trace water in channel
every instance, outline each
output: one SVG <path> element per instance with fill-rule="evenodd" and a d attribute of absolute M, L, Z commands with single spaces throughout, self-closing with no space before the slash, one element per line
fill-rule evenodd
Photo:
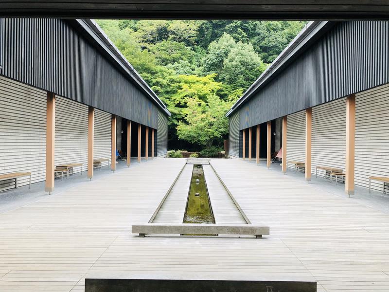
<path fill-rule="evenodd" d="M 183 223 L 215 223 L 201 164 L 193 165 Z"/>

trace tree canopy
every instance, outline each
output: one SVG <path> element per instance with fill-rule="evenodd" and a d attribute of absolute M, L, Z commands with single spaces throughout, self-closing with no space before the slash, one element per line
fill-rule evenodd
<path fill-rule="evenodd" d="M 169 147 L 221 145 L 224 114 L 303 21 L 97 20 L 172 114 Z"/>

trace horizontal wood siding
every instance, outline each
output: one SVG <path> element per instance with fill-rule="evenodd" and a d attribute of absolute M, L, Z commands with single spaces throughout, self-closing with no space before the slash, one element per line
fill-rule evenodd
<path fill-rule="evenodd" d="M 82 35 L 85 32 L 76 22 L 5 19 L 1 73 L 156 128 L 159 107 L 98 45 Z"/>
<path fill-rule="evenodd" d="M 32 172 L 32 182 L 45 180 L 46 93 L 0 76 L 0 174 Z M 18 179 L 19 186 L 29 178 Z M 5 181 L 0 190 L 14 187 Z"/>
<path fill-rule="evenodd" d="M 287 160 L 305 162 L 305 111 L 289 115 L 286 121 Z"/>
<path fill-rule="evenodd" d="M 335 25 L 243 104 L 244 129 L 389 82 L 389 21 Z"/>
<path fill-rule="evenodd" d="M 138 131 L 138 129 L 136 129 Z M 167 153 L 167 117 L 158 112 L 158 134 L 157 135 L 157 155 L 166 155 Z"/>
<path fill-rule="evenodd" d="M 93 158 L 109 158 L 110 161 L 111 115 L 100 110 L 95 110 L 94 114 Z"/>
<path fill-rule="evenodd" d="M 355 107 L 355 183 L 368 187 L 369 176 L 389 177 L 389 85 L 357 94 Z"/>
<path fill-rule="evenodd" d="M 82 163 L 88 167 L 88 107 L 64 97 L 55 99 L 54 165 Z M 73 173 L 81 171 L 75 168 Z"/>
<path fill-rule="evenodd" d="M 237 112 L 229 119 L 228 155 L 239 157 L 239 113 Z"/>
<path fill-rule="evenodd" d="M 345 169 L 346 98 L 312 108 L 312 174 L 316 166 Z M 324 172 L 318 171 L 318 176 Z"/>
...
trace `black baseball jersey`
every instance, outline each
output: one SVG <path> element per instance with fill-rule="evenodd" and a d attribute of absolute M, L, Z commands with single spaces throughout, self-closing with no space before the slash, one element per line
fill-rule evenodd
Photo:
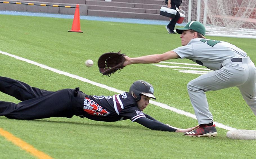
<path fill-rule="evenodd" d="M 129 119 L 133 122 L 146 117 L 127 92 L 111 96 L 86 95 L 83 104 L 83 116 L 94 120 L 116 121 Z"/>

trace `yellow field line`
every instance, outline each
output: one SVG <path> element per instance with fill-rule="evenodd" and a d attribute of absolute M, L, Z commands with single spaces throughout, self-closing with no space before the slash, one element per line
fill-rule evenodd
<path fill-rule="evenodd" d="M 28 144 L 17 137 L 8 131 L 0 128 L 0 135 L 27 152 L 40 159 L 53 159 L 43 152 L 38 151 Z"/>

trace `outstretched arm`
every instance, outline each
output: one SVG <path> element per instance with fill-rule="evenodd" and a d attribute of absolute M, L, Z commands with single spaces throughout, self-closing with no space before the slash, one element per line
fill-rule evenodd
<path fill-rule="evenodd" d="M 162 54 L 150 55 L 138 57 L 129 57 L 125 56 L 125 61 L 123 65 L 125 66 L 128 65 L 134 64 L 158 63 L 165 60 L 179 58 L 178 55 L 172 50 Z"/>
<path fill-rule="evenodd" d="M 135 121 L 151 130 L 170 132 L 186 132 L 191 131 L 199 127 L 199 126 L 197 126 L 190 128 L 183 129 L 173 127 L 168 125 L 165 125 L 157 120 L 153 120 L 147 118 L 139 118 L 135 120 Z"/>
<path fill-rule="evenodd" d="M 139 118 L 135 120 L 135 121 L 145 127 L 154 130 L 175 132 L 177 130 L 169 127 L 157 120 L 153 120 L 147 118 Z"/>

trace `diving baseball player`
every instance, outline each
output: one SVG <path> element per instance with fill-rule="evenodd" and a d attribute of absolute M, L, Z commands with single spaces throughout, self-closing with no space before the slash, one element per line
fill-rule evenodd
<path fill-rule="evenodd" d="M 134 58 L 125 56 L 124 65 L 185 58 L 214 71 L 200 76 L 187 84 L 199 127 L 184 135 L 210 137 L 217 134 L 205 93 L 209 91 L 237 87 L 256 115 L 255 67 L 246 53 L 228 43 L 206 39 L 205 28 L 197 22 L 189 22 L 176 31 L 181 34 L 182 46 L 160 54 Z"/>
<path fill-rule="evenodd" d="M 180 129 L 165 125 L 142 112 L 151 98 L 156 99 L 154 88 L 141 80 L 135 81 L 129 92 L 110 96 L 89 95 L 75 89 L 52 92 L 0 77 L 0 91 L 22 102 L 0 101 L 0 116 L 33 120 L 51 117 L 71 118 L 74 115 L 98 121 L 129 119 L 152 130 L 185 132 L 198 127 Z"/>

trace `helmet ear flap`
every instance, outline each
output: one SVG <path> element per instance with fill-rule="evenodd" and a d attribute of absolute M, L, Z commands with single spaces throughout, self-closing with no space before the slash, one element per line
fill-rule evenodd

OBJECTIVE |
Find each line in the records that contains the word "baseball", and copy those lines.

SOLUTION FOR THIS TASK |
trace `black baseball jersey`
trace `diving baseball player`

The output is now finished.